EXCERPT TO READ:

Drug dealers should be shot

It’s one of those things our elders taught us—you shouldn’t put others down to try to boost yourself up.

What better example of that is there than the drug dealer?

Here’s a man passed out, face-planted onto his own shoe, five feet from a mass of dried feces, at 10:30 a.m. on a Friday, chilling out under an overpass. I’d spoken with him the previous night, offering him a ride to reinstate his state medical insurance, and starting his journey out of the tunnel. We were to meet at a nearby convenience store at 10:00, where he’d jump in the car and hit the local Dept of Economic Services office. This is where and how I found him—passed out next to a woman with a pipe wedged under her pot-leaf-decorated Croc and a piece of scorched foil next to her with a little blue, half-burnt pill stuck to it.
Had he been sober and ready to go at 10, he’d be one step closer to getting out of the tunnel. Instead, he remained in this “lump of human waste” status until 2 p.m. when I came back and found him in the same position. I nudged him back into reality, and he decided he had to go fly his sign to make some money, rather than take the first step toward getting out.

I didn’t know he was a user until this day, and I left him with the business card—”When you’re ready to get out, call me.”I couldn’t help but think of a young man whom I’d heard was venturing into recreational pharmaceutical sales. Cocky, indifferent, and clueless, he thought he was a badass for having a few more shekels in his pocket than his peers. I sent him the video version of the above photo—one I’d never publish for public viewing.

QUESTIONS:
A) In the piece about the man under the overpass, where and at what time were the writer and the man supposed to meet?
B) Say whether each statement agrees with the piece about the man under the overpass. Answer yes or no, and quote the words from the piece that decide it.
(i) The man was found passed out at 10:30 a.m. on a Friday.
(ii) The writer knew the man was a user before that day.
(iii) The writer published the video for public viewing.
C) Pick up the piece about the man under the overpass where it stops, and keep writing it.

SOURCE INFORMATION:
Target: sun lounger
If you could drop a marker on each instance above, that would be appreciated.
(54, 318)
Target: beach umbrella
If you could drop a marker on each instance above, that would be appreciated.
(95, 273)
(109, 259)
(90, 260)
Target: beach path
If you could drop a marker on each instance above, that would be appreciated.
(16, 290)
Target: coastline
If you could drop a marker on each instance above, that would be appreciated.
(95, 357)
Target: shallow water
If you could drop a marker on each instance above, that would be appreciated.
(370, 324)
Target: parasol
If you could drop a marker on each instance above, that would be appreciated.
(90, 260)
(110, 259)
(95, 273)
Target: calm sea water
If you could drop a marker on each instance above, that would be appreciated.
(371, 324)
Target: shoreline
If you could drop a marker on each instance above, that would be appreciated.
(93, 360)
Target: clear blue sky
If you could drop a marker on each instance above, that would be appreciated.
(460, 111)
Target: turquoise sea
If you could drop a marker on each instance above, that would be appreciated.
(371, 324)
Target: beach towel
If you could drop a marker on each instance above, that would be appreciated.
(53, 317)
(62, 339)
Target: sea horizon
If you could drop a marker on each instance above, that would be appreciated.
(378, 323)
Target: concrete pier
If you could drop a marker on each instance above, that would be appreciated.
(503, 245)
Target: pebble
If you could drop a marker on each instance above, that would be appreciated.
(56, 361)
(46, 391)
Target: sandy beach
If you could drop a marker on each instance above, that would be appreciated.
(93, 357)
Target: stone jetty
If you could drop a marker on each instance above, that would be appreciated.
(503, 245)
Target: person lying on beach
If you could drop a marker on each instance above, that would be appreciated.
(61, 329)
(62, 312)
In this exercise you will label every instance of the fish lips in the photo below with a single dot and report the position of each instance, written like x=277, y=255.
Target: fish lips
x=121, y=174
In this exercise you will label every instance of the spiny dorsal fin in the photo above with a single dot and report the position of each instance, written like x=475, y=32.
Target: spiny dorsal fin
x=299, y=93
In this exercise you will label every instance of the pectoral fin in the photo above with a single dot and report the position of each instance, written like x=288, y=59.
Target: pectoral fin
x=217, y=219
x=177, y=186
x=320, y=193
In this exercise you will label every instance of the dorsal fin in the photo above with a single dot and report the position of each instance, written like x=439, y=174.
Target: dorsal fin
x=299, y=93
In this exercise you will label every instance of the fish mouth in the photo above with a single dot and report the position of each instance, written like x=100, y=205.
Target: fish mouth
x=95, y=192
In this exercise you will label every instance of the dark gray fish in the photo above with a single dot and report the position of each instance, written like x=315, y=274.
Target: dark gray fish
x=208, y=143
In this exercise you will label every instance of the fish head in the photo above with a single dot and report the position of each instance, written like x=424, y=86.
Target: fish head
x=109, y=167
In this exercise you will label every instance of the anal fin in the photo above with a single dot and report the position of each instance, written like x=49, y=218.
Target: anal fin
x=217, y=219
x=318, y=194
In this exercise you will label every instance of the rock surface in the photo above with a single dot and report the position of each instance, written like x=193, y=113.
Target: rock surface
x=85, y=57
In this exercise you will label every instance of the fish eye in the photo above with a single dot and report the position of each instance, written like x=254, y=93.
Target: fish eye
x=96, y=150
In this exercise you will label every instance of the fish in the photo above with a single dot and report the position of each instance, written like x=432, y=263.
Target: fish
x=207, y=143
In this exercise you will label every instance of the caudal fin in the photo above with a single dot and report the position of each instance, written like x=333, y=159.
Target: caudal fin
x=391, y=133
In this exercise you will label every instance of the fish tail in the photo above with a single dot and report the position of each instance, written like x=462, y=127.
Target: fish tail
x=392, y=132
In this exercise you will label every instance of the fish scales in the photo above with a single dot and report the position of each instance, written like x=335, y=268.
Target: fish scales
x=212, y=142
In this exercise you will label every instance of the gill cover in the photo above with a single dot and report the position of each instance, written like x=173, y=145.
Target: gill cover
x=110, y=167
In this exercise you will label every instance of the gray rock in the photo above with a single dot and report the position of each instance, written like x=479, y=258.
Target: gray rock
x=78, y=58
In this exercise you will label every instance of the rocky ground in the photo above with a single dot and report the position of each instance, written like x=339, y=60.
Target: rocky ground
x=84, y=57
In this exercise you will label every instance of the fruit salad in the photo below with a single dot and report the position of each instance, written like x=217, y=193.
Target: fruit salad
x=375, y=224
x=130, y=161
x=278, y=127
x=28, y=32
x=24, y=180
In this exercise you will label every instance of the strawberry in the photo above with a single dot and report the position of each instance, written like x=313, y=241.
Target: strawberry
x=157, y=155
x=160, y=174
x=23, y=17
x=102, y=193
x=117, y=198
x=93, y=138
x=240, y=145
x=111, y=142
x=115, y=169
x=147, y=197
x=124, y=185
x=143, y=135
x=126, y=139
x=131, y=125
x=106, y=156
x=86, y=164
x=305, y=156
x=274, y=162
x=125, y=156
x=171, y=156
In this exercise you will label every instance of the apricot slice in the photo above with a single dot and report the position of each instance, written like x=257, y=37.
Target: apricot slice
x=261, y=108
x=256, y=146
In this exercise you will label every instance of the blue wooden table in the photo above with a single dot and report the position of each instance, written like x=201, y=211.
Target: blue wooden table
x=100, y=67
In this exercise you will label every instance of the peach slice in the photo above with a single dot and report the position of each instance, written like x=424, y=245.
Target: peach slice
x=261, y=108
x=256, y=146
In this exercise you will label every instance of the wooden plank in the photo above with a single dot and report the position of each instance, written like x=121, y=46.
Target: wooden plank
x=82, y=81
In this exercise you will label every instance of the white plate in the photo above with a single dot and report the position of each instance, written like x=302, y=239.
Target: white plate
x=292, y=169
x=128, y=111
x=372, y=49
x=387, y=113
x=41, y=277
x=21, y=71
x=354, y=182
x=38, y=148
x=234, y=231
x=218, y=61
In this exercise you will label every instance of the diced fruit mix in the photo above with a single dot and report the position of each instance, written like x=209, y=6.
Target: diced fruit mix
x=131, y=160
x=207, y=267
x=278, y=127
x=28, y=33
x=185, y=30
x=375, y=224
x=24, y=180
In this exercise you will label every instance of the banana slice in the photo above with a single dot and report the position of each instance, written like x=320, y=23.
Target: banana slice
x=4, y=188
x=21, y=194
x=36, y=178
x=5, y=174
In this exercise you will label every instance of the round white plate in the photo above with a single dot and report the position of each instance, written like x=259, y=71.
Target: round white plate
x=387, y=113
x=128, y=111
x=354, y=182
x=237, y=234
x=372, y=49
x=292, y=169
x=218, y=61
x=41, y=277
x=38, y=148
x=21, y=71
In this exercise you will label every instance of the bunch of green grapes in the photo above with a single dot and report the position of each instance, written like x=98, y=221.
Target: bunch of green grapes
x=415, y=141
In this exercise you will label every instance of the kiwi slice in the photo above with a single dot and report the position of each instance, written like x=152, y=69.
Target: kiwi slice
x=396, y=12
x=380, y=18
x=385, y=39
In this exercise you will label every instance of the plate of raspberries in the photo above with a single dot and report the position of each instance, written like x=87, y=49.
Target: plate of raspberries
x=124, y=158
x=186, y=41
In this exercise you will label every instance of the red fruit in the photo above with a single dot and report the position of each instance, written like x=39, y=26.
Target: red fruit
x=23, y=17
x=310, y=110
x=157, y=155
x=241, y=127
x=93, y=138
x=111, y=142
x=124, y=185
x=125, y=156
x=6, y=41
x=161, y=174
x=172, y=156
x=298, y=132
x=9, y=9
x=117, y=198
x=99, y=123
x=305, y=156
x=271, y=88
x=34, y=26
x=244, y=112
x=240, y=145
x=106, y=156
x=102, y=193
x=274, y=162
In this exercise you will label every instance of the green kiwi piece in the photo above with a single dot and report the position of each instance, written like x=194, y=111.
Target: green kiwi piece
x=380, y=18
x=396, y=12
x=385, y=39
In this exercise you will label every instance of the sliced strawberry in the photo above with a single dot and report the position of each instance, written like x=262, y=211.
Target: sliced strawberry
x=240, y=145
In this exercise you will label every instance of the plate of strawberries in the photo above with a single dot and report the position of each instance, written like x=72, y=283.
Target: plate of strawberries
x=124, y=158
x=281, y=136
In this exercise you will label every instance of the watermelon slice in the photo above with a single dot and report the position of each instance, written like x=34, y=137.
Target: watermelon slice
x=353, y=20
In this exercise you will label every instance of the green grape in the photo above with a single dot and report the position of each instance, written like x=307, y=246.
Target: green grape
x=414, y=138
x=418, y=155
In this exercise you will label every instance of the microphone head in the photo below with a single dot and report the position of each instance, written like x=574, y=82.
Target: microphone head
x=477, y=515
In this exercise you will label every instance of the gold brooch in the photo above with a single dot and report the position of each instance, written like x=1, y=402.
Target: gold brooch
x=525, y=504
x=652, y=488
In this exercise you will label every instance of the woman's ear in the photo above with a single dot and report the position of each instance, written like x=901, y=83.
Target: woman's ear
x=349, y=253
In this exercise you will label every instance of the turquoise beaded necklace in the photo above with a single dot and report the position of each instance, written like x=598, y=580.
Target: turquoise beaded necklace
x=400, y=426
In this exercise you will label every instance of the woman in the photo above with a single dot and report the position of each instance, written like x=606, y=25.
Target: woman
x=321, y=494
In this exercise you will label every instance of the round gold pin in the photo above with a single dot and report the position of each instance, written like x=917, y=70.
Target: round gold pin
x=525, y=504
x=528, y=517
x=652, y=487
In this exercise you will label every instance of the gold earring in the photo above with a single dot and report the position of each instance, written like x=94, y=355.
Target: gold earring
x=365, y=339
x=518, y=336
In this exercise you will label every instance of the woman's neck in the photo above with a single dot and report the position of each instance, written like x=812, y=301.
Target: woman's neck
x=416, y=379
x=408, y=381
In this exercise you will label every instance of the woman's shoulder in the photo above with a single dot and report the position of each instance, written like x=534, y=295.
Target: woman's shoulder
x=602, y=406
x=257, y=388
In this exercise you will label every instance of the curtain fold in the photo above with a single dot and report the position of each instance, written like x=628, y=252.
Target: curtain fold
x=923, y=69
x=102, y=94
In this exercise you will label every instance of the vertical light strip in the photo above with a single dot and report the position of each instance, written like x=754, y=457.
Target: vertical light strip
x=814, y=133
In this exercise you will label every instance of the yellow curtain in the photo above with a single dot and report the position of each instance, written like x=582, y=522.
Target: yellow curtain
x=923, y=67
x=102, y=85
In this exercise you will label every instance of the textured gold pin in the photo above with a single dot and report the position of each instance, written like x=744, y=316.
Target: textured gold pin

ANSWERS TO THE TASKS:
A) At a nearby convenience store at 10:00.

B)
(i) Yes: "at 10:30 a.m. on a Friday"
(ii) No: "I didn’t know he was a user until this day"
(iii) No: "one I’d never publish for public viewing"

C)
“These are the end results of the goods and services you’re providing to your fellow man.”

Every Limp Noodle statue, every scarred and toothless face, every lump of human feces we all see strewn hopelessly in the worst areas of the city—they all started with marijuana. That’s the gateway drug that made them think getting high was a fairly harmless way of not dealing with life’s hardships. These may be among the worst of them, but the things we don’t see on the streets—the twelve-hour video game benders, the abusive drunks, the crack babies, the really bad decisions made while under the influence—those are things that tear a society down from the inside.

It falls on the parents, right? Where are this young man’s parents? Oh yeah… his father’s in prison—recreational pharmaceutical sales. What a waste.

I can’t give up on this lump yet, though. If he gets that state insurance card, he’ll be able to get into detox. I just can’t spend too much time on him—there are too many people out there who are clean, desperate, and willing to do what it takes to get out. I need to find them before the dealers do.